You may not consider it a basement, finished/heated or not.  The current owner may not even consider it a basement, but in all likely hood, your local building department does, and most likely the next resident may see it that way too.  I am not sure what regulations you have for the energy code, but the code does not distinguish any exceptions for basements outside the building thermal envelope, unless that adjacent story is less than one full story below the upper level.  Chapter 2 has definitions for "Story" and "Story above grade" that might be helpful.  Someone on here once told me the code is not always logical.  Best of luck.


----------



## gbhammer (Jan 26, 2012)

* STORY ABOVE GRADE. Any story having its finished*

*floor surface entirely above grade, except that a basement shall*

*be considered as a story above gradewhere the finished surface*

*of the floor above the basement meets anyone of the following:*

*1. More than 6 feet (1829 mm) above grade plane.*

*2. More than 6 feet (1829 mm) above the finished ground*

*level for more than 50 percent of the total building pe-*

*rimeter.*

*3. More than 12 feet (3658 mm) above the finished ground*

*level at any point.*


----------



## Papio Bldg Dept (Jan 26, 2012)

Dennis said:
			
		

> I guess what I am looking for is a code reference- if there is one-- for my own knowledge-  I have had different inspectors see this very differently.


R303, R304, R305 & R313 are all applicable Code Sections in determining this as not a crawl space and requiring a smoke alarm.


----------



## Dennis (Jan 26, 2012)

Thanks -- I am an electrical contractor and I am having trouble understanding how this is any different than a crawl space with equipment.  So according to the NEC we are suppose to install equipment according to the manufacturer installation.  So here we have the building code requiring something that the manufacturer states not to install in areas where temps get below 40F.  It seems like it is asking for trouble but if that definition is a building code definition of a basement then I guess it is a basement.  This room is attached (but does not communicate) to the existing basement that has a smoke alarm so I guess this house has 2 basement.

Thanks all.


----------



## Dennis (Jan 26, 2012)

Let's see if I got this right.  Since this room is connected to the house it needs a SD however if I put a door between the existing basement and this "so-called" basement then I don't need  a SD since there already is one in the existing basement.  I guess the NEC isn't the only code that doesn't make sense.


----------



## rnapier (Jan 26, 2012)

If you put the door in your covered. I was just wondering where you are that the basement would get below 40 degrees.


----------



## Yankee (Jan 26, 2012)

I think you'd better also read sections 314.3.1. and 314.4 . It appears that you need to interconnect and hardwire your alarms. A basement minimum ceiling height is 6'8" (section 305.1.1). If the ceiling height is lower than that, it can't be a "basement" so must be a crawl space.

- PROBLEM REQUIREMENTS
Can you write out the thread between "## rnapier (Jan" and "a crawl space.", inclusive, and swap "ceiling height" for "headroom"? None of the lines that follow have any bearing on this.

(Stored entries)
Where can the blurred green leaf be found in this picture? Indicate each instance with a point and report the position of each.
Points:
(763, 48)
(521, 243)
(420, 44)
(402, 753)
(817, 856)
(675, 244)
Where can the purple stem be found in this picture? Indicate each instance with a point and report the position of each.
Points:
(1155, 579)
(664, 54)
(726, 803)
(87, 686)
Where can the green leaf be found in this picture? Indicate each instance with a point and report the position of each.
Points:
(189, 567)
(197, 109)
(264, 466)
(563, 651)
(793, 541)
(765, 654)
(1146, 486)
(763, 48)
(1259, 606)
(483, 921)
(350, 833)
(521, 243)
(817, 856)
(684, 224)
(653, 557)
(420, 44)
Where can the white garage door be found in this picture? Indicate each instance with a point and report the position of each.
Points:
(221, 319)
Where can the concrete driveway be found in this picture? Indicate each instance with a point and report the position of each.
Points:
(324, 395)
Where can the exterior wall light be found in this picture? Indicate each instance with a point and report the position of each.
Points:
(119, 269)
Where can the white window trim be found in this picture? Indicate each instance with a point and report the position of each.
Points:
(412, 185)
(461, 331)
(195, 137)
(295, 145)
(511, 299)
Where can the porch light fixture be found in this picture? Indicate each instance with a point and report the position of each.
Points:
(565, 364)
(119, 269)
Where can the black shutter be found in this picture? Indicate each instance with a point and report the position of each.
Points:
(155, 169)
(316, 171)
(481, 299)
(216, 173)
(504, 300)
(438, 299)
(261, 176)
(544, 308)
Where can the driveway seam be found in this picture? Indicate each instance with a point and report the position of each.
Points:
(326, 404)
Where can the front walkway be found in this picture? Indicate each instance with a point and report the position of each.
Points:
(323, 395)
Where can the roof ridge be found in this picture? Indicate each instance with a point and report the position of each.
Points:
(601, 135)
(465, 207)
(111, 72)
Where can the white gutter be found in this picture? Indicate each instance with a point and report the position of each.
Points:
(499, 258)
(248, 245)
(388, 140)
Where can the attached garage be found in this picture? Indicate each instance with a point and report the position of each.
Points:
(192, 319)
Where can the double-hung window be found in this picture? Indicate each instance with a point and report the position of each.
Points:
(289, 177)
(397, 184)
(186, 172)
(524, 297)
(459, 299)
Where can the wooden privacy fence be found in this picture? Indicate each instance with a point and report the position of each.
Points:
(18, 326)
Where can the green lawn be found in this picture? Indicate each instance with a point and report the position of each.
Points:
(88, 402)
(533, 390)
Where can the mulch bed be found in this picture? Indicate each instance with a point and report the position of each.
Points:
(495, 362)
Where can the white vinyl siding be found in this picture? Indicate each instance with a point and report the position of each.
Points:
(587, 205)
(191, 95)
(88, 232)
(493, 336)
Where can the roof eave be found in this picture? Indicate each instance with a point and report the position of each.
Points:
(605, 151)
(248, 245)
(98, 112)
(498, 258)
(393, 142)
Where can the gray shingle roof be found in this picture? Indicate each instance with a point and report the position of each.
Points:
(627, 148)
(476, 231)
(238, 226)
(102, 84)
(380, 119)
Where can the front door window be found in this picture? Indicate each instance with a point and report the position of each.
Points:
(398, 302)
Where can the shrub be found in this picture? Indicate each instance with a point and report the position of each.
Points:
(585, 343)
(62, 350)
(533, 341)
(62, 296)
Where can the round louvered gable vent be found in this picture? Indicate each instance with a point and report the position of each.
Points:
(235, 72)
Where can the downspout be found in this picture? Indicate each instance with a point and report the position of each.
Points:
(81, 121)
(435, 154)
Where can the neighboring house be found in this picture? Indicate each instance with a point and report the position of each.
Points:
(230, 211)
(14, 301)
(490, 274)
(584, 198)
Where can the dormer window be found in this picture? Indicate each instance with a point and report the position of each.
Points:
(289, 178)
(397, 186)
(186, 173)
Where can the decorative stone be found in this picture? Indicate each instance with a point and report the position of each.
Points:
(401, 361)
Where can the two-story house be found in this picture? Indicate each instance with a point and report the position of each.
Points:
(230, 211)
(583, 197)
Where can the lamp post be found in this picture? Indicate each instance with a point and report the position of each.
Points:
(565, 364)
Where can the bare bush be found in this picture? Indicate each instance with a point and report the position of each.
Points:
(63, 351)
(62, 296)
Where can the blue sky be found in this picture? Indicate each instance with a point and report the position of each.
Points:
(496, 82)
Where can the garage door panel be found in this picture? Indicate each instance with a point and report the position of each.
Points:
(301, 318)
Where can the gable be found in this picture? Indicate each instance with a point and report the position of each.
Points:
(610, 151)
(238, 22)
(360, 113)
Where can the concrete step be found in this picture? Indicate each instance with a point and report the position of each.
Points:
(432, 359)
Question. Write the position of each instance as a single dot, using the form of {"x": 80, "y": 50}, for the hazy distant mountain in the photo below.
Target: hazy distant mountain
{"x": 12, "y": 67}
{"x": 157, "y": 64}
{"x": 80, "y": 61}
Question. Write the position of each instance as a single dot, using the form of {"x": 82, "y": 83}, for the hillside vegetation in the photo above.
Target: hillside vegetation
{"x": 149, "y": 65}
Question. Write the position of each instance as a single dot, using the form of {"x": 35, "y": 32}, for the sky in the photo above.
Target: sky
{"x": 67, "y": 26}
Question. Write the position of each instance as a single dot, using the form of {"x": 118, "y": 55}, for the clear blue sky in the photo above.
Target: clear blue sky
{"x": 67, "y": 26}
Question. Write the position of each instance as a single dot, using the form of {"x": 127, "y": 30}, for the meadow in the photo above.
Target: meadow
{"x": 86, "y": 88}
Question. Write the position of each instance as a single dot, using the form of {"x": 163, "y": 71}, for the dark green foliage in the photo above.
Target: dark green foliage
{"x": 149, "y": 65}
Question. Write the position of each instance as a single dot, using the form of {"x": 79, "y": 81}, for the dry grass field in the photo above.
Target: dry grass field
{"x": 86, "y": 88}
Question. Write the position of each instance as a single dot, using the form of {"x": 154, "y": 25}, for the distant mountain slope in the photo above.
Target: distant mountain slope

- RESPONSE TO THIS TASK
## rnapier (Jan 26, 2012)

If you put the door in your covered. I was just wondering where you are that the basement would get below 40 degrees.


----------



## Yankee (Jan 26, 2012)

I think you'd better also read sections 314.3.1. and 314.4 . It appears that you need to interconnect and hardwire your alarms. A basement minimum headroom is 6'8" (section 305.1.1). If the headroom is lower than that, it can't be a "basement" so must be a crawl space.